━━━━━ Raw data ━━━━━

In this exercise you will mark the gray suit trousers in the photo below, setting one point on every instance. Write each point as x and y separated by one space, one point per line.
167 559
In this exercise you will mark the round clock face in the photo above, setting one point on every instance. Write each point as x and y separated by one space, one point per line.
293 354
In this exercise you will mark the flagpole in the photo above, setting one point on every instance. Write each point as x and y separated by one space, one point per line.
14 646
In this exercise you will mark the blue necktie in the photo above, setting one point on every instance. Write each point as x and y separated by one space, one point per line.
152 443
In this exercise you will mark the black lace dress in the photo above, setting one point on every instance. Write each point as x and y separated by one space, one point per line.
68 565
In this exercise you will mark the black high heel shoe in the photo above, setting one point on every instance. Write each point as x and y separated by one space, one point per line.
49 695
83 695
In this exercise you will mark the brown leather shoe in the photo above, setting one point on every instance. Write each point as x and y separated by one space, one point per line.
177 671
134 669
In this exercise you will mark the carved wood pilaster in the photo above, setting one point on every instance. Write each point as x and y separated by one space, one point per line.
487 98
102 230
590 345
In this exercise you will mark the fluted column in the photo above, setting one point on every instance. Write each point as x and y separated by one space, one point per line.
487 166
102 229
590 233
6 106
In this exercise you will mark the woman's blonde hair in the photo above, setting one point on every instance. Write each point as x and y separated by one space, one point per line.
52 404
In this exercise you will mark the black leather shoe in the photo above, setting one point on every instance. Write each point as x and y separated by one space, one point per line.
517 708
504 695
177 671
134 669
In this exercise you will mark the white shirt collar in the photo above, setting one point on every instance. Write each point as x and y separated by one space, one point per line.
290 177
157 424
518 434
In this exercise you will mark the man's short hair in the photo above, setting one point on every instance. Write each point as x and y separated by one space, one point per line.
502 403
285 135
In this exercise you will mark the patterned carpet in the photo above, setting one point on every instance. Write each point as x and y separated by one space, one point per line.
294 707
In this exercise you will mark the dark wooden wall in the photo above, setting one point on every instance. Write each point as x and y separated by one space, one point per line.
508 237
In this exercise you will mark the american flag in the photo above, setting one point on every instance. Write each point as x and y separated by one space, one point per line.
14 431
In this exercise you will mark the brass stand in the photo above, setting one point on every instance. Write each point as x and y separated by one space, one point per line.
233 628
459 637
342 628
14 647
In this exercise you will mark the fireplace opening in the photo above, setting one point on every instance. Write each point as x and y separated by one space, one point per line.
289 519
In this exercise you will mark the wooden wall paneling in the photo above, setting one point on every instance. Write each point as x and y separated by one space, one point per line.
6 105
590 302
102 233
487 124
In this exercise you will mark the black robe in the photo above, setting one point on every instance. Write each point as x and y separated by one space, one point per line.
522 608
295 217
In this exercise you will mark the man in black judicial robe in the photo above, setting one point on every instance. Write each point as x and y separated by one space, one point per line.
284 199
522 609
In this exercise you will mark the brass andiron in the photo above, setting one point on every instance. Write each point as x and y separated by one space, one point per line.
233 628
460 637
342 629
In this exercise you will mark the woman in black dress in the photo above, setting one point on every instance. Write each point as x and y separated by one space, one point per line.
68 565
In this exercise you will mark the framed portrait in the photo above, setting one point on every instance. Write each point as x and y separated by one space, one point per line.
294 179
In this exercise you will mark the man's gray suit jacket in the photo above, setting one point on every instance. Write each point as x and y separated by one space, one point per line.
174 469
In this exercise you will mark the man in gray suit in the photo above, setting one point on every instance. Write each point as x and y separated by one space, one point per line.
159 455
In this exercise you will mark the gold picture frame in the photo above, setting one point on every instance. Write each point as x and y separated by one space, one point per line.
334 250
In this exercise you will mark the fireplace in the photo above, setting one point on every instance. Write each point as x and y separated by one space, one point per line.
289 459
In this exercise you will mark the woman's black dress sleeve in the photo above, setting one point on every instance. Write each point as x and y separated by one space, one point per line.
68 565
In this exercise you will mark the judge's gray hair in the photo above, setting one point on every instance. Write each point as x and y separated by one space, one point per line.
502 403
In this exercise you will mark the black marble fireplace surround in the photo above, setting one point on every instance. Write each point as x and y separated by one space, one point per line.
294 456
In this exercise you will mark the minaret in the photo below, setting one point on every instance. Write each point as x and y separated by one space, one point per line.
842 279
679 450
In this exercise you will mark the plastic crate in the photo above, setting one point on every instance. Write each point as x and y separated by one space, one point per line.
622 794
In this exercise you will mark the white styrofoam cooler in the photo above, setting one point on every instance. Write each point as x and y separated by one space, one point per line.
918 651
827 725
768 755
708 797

━━━━━

Exercise instructions → Retype the records above in full, with no differences.

Response to the exercise →
In this exercise you will mark the gray suit trousers in the photo below, setting one point on every instance. Write each point as x and y separated by one space, one point per line.
167 559
In this exercise you will mark the round clock face in the photo above, setting one point on every instance. Write each point as x and y separated by one space, one point per line.
293 354
In this exercise you will mark the flagpole in the photo above, setting one point on every instance. Write each point as x and y separated by one space, one point per line.
14 646
In this exercise you will mark the blue necktie in the photo above, setting one point on every instance. Write each point as x and y separated by one space, one point per line.
152 443
In this exercise you will mark the black lace dress in the photo above, setting one point on every instance. Write each point as x and y separated by one space, one point per line.
68 565
In this exercise you will mark the black high heel shoe in the photo above, setting one point on every instance. Write each point as x and y separated by one space, one point per line.
49 695
83 695
In this exercise you will mark the brown leather shoe in the photo above, setting one point on every instance. Write each point as x and y separated by one space, one point per line.
177 671
134 669
In this exercise you will mark the carved wood pilaster in the photo above, setting one point on every instance. Write each point as x and y separated by one space, one point per line.
487 98
102 230
590 345
In this exercise you will mark the fluted column in the photo above, setting one point on every instance. Write each point as x and y separated by one space, one point per line.
487 166
102 229
590 233
6 106
In this exercise you will mark the woman's blonde hair in the photo above, setting one point on every instance. Write each point as x and y separated by one space, one point per line.
52 404
In this exercise you will mark the black leather shoe in the photo above, setting one point on every instance. Write each point as x and y separated by one space, one point per line.
517 708
504 695
177 671
134 669
In this exercise you will mark the white shirt collar in the photo above, setting one point on every instance. Write each point as x and y separated by one space, one point per line.
290 177
157 424
518 434
In this exercise you will mark the man's short hair in the photo above, setting one point on every instance. Write each point as x and y separated by one space, one point per line.
502 403
285 135
In this exercise you will mark the patterned carpet in the photo above, setting one point on every instance. Write each point as x and y separated by one space, one point per line.
294 707
In this exercise you will mark the dark wooden wall in the photo above, setting one point on every instance. Write each point as x and y separated by one space, one point per line.
508 237
In this exercise you will mark the american flag in the photo above, setting one point on every instance. Write each point as x and y separated by one space, one point per line.
14 431
In this exercise you will mark the brass stand in the photo above, setting one point on every instance. Write each point as x and y separated by one space, one point per line.
233 628
459 637
342 628
14 647
In this exercise you will mark the fireplace opening in the photo above, setting one point on every instance. Write each point as x and y separated by one space, one point per line.
289 519
In this exercise you will mark the wooden wall paneling in the photo above, setting one point on every instance. Write each point as x and y separated by one space, one point per line.
6 105
590 302
102 233
487 124
In this exercise you will mark the black robe in the photo above, setting one point on every instance. Write each point as x and y separated by one space, one point per line.
522 608
295 217
In this exercise you will mark the man in black judicial robe in the photo above, setting one point on every instance. Write each point as x and y separated by one space, one point per line.
284 199
522 609
In this exercise you will mark the brass andiron in the photo above, setting one point on every instance. Write each point as x and y separated by one space, one point per line.
233 628
460 637
342 629
In this exercise you will mark the woman in black dress in the photo above, setting one point on every instance. Write each point as x and y separated by one space, one point per line.
68 565
In this exercise you will mark the framed portrait in the photo above, setting one point on every instance. Write each point as x and y separated by one space, one point per line.
294 179
In this exercise you will mark the man's gray suit jacket in the photo above, setting one point on every instance. Write each point as x and y separated by one space, one point per line.
174 469
In this exercise you will mark the man in gray suit in the photo above, setting one point on every instance. Write each point as x and y separated by one space, one point per line.
159 455
In this exercise you will mark the gold picture frame in the photo above, setting one point on every instance. Write each point as x and y separated by one space, one point per line.
334 250
In this exercise you will mark the fireplace in the photo above, setting one point on every instance. Write each point as x and y separated by one space, one point per line.
289 459
In this exercise you will mark the woman's black dress sleeve in the photo above, setting one point on every instance. Write each point as x and y separated by one space, one point per line.
68 565
In this exercise you will mark the judge's gray hair in the photo above, setting one point on every instance. Write each point as x and y separated by one space, one point per line.
502 403
In this exercise you will mark the black marble fireplace surround in the photo above, setting one point on every instance. Write each point as x and y separated by one space, one point per line.
294 456
In this exercise you will mark the minaret in the photo below, setting one point on every instance. Write each point as x and y separated by one space, one point per line.
842 279
679 450
In this exercise you will mark the plastic crate in the photo above, setting one point on every instance. Write each point as x and y separated by one space, one point per line.
622 794
In this exercise you will mark the white styrofoam cooler in the photo above, setting one point on every instance. Write each point as x and y separated by one space, one point per line.
918 651
827 725
768 755
708 797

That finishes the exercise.